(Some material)
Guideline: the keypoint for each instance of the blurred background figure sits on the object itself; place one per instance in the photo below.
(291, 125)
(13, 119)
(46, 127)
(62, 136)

* Task brief *
Reproduce the material above verbatim, preserving every line as it stands.

* Answer *
Guideline: the keypoint for each instance of the blurred background figure sits on the object itself; place one per instance in the photo below.
(291, 125)
(13, 119)
(46, 127)
(62, 136)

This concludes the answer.